__TASK REQUIREMENTS__:
Copy the data below line for line, changing nothing.

__RECORDS FOR THE TASK__:
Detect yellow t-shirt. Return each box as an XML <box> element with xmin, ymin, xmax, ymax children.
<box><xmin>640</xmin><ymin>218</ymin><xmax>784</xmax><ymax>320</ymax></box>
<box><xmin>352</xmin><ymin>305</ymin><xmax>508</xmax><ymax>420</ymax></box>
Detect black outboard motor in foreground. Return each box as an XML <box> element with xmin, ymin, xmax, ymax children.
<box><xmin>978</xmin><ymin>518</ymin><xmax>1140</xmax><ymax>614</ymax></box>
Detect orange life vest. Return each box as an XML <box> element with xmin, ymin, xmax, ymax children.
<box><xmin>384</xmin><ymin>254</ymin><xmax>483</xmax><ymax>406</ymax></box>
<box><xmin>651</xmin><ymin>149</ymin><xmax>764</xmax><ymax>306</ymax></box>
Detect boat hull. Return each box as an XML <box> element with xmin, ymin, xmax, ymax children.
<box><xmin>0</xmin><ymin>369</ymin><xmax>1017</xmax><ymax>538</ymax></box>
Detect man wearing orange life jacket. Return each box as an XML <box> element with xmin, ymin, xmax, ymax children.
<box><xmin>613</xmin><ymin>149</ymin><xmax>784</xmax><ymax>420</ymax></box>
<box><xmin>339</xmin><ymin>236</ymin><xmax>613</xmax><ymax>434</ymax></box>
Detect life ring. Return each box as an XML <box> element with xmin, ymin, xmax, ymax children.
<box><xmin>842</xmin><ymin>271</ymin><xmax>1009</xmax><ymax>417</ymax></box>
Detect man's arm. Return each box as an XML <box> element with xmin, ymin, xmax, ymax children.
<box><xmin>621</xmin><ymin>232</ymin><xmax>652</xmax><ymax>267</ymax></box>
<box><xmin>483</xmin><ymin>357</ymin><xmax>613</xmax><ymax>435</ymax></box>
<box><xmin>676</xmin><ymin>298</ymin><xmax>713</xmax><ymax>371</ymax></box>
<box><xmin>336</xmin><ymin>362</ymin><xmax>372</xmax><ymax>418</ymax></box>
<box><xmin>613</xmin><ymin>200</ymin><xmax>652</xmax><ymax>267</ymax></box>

__SOLUTION TO THE EXERCISE__:
Detect yellow t-shirt. Return each box as an XML <box> element with xmin, ymin, xmax, ymax children.
<box><xmin>640</xmin><ymin>218</ymin><xmax>784</xmax><ymax>320</ymax></box>
<box><xmin>352</xmin><ymin>305</ymin><xmax>508</xmax><ymax>420</ymax></box>
Detect black outboard motor in foreground. Return each box as an XML <box> element with xmin, ymin, xmax, ymax children.
<box><xmin>978</xmin><ymin>518</ymin><xmax>1140</xmax><ymax>614</ymax></box>
Detect orange life vest. Return each box as an XML <box> element with xmin, ymin, xmax, ymax children.
<box><xmin>384</xmin><ymin>254</ymin><xmax>483</xmax><ymax>406</ymax></box>
<box><xmin>651</xmin><ymin>149</ymin><xmax>764</xmax><ymax>306</ymax></box>
Detect boat hull. Return each box as an XML <box> element with xmin, ymin, xmax, ymax children.
<box><xmin>0</xmin><ymin>369</ymin><xmax>1017</xmax><ymax>538</ymax></box>
Detect man wearing orange life jacket. Return each box as an XML <box> element with xmin, ymin, xmax, ymax children.
<box><xmin>613</xmin><ymin>149</ymin><xmax>784</xmax><ymax>420</ymax></box>
<box><xmin>339</xmin><ymin>236</ymin><xmax>613</xmax><ymax>434</ymax></box>
Detect life ring. Return each box as an XML <box> element with xmin, ymin, xmax, ymax children.
<box><xmin>842</xmin><ymin>271</ymin><xmax>1009</xmax><ymax>417</ymax></box>
Detect man's arm. Return each box as an XML <box> element with xmin, ymin, xmax, ymax children.
<box><xmin>621</xmin><ymin>232</ymin><xmax>652</xmax><ymax>267</ymax></box>
<box><xmin>483</xmin><ymin>357</ymin><xmax>613</xmax><ymax>435</ymax></box>
<box><xmin>676</xmin><ymin>298</ymin><xmax>713</xmax><ymax>371</ymax></box>
<box><xmin>336</xmin><ymin>362</ymin><xmax>372</xmax><ymax>418</ymax></box>
<box><xmin>613</xmin><ymin>200</ymin><xmax>652</xmax><ymax>267</ymax></box>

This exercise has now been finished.